§ Document section
[Start]
New York’s major utilities and its energy development entity have been cleared to administer $5 billion for energy efficiency and building electrification through 2030.

The state Public Service Commission authorized the spending at its May 15 meeting (Case 14-M-0094).

The $1 billion in annual funding will be administered over the next five years by the New York State Energy Research and Development Authority and nine utilities. It will be recovered through ratepayer surcharges.

The PSC said this latest effort will complement the New Efficiency: New York and Clean Energy Fund programs. It expects the resulting changes to achieve the equivalent of 615 trillion Btu in lifetime energy savings.

The PSC’s official announcement painted this in direct contrast to the Trump administration’s elimination of energy-efficiency initiatives.

The announcement also emphasized the benefits that low- to moderate-income New Yorkers would receive from the initiative.
[End]
§ Tasks to carry out
1) According to the energy-efficiency funding article:
(a) On what date did the Public Service Commission authorize the spending?
(b) How many utilities will administer the funding along with the New York State Energy Research and Development Authority?
(c) What lifetime energy savings does the PSC expect the changes to achieve?
2) Which government bodies and programs does the energy-efficiency funding article mention by name? List them all.
3) How would you render this sentence from the energy-efficiency funding article in Spanish: "The state Public Service Commission authorized the spending at its May 15 meeting (Case 14-M-0094)."
The data that comes next has no connection to the energy-efficiency funding article.

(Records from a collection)
[Start]
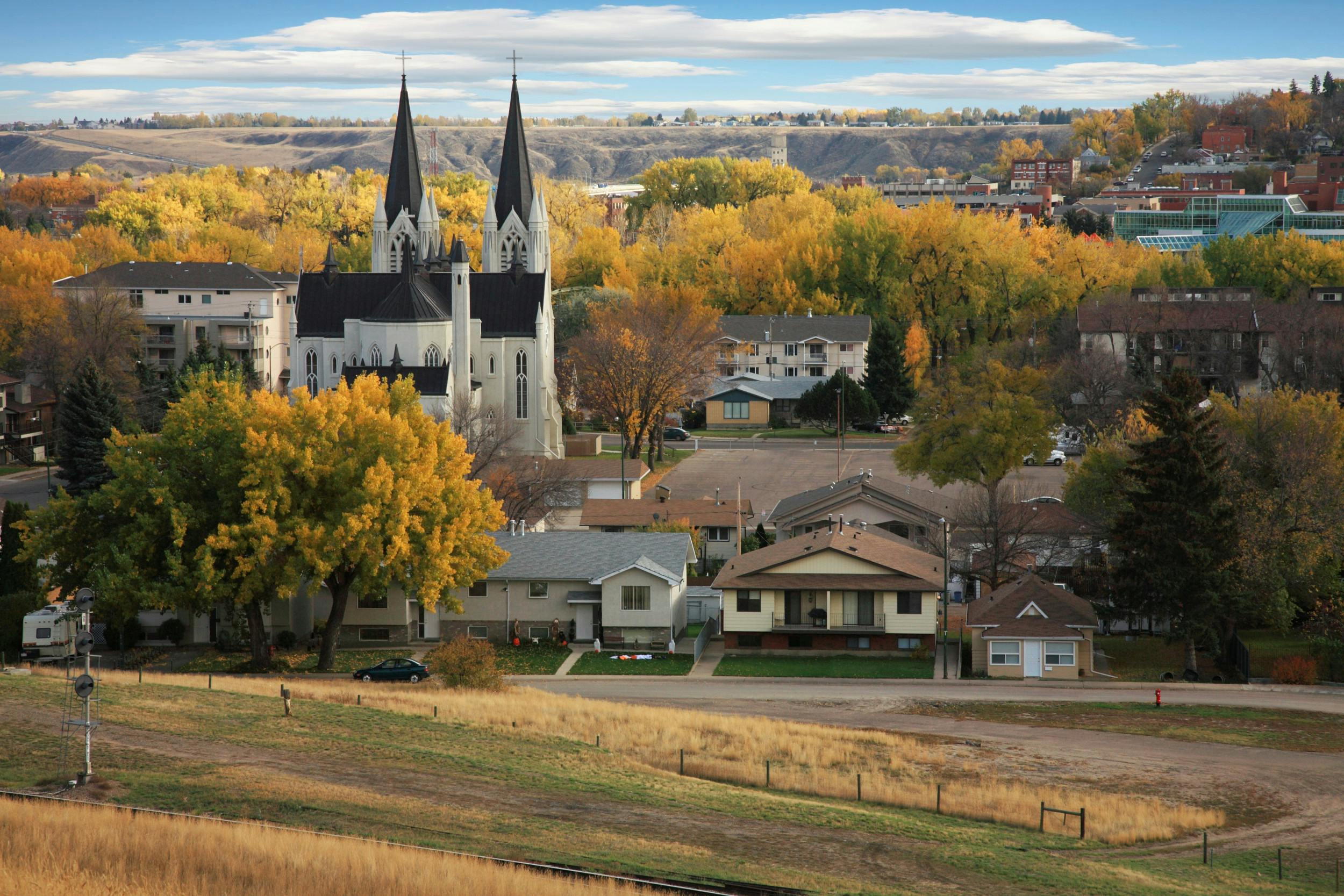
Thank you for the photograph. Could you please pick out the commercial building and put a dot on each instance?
(240, 310)
(1206, 218)
(785, 347)
(1028, 173)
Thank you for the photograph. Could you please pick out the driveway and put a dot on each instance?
(772, 473)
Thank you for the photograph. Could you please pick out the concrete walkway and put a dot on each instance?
(709, 660)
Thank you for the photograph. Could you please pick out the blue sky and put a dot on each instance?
(92, 60)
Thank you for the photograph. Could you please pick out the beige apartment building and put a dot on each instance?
(240, 310)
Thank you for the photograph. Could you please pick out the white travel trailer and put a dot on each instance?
(50, 633)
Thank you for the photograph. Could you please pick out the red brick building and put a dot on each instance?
(1028, 173)
(1227, 139)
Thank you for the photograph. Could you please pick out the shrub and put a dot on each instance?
(1295, 671)
(132, 629)
(466, 663)
(173, 630)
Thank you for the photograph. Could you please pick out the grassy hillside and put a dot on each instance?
(582, 154)
(510, 776)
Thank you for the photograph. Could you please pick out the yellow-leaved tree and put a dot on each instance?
(361, 489)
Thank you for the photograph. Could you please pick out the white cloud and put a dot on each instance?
(1084, 82)
(639, 31)
(217, 98)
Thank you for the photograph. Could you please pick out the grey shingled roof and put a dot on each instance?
(752, 328)
(587, 555)
(178, 276)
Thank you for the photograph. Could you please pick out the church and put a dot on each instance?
(482, 339)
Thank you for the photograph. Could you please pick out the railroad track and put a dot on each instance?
(707, 887)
[End]
§ Problem solutions
1)
(a) May 15
(b) Nine
(c) The equivalent of 615 trillion Btu

2)
- State Public Service Commission (PSC)
- New York State Energy Research and Development Authority
- New Efficiency: New York
- Clean Energy Fund
- Trump administration

3) La Comisión de Servicios Públicos del estado autorizó el gasto en su reunión del 15 de mayo (Caso 14-M-0094).